_EXERCISES TO COMPLETE_
(a) Print the stretch of the JCPOA article from "Is Iran preparing" through "of its interests.", with no change to the wording.
(b) Condense the paragraph of the JCPOA article that begins "Senior research fellow of the Institute" into a short bulleted list that keeps its main facts.

+++ PASSAGE +++

Is Iran preparing for JCPOA haggle?
The meeting of the JCPOA Joint Commission at the level of political directors was held in Vienna yesterday. Following the meeting, the sides agreed to organize a higher-level meeting of foreign ministers soon.
Iranian Foreign Ministry spokesman Abbas Mousavi, commenting on the meeting's results, said that it did not give Tehran any guarantees of its interests.
Senior research fellow of the Institute for Oriental Studies of the Russian Academy of Sciences, Vladimir Sazhin, speaking to Vestnik Kavkaza, noted that the Vienna meeting was necessary for the JCPOA parties, but it was not worth expecting any fundamental changes in the Iranian issue. According to him, the meeting was important as its participants could exchange views on the current situation.
"Despite the fact that INSTEX has started operating, now it deals only with the with humanitarian goods - medicines, medical equipment, food, etc. The issue of oil supplies is much more complicated, but it's the most important thing for Iran now. Therefore, it seems to me that the Iranian Deputy Foreign Minister's statement on this issue is one of the options to encourage Europeans to work more actively in the framework of INSTEX, so that this system can ensure the export of Iranian oil," Sazhin noted.

+++ DATA EXTRACT +++

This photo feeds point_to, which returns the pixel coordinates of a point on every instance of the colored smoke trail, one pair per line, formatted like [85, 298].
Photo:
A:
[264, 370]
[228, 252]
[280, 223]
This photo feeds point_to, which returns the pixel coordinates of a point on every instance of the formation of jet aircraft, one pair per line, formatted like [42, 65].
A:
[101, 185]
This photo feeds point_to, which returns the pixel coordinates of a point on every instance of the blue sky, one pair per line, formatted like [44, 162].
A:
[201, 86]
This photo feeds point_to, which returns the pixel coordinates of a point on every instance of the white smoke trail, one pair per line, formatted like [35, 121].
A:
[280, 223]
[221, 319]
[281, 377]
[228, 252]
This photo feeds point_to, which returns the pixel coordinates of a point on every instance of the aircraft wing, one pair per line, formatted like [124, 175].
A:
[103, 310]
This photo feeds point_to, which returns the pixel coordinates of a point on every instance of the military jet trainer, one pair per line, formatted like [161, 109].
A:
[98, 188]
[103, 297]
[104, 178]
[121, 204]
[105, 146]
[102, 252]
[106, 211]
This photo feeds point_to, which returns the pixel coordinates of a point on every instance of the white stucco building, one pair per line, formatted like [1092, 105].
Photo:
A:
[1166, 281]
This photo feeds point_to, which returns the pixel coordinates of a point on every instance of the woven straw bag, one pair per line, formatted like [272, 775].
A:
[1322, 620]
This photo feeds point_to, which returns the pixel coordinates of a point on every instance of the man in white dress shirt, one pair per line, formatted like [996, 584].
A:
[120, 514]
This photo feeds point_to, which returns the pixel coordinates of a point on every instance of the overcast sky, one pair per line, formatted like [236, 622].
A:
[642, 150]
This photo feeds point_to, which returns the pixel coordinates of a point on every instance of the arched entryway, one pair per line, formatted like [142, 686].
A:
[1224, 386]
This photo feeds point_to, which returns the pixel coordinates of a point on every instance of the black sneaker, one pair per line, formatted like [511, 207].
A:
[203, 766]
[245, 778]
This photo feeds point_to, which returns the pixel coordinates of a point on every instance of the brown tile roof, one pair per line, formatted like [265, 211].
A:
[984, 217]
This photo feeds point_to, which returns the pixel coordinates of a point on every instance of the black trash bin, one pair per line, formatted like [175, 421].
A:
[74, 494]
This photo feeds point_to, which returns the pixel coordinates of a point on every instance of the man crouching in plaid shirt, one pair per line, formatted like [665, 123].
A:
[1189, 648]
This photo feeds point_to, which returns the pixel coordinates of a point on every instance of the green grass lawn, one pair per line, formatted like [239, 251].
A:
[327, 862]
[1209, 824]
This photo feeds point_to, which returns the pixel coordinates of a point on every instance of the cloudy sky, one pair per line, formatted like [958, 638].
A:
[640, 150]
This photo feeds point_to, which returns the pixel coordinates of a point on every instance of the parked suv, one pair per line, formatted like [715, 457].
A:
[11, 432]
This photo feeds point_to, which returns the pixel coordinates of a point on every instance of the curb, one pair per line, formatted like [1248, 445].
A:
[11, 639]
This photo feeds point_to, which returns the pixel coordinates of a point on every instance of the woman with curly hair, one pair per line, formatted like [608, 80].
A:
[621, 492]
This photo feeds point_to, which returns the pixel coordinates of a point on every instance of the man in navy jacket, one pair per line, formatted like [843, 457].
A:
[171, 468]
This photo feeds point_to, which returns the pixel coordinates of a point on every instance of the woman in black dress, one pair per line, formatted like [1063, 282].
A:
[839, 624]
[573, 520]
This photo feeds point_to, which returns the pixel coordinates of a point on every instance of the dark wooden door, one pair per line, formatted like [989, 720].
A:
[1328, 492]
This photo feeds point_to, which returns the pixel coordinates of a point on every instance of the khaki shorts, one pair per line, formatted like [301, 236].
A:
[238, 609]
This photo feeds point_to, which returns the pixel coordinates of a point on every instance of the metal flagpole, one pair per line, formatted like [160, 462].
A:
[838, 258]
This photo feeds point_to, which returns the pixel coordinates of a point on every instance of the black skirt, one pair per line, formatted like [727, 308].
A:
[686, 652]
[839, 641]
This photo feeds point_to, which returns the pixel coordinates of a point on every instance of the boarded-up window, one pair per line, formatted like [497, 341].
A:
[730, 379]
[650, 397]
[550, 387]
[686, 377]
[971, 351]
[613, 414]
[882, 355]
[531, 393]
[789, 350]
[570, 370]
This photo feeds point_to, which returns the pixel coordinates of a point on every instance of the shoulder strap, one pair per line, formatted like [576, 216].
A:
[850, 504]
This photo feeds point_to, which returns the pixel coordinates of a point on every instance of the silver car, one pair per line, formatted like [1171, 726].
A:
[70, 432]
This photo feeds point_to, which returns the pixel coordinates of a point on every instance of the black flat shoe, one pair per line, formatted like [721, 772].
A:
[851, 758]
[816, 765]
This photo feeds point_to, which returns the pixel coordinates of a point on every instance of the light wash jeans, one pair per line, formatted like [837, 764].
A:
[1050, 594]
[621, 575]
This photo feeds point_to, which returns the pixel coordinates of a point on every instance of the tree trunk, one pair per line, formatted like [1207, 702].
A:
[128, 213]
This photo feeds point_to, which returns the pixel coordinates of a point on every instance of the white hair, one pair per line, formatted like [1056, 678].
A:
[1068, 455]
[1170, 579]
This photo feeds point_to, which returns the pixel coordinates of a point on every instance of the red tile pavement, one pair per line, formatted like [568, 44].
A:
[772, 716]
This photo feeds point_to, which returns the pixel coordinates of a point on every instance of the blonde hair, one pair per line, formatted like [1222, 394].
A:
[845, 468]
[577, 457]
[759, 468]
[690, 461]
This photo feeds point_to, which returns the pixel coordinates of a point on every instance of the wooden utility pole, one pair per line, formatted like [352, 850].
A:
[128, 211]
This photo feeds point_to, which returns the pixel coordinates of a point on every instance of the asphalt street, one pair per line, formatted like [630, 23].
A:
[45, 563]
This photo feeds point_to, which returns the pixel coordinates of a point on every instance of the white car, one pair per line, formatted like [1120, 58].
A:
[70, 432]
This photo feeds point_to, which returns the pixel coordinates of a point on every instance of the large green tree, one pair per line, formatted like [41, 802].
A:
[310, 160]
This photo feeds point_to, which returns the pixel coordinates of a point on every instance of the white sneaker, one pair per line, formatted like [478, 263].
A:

+++

_PER-TASK ANSWERS_
(a)
Is Iran preparing for JCPOA haggle?
The meeting of the JCPOA Joint Commission at the level of political directors was held in Vienna yesterday. Following the meeting, the sides agreed to organize a higher-level meeting of foreign ministers soon.
Iranian Foreign Ministry spokesman Abbas Mousavi, commenting on the meeting's results, said that it did not give Tehran any guarantees of its interests.

(b)
- Vladimir Sazhin, senior research fellow at the Institute for Oriental Studies of the Russian Academy of Sciences, spoke to Vestnik Kavkaza.
- He said the Vienna meeting was necessary for the JCPOA parties.
- He said no fundamental changes on the Iranian issue should be expected.
- He considered the meeting important because its participants could exchange views on the current situation.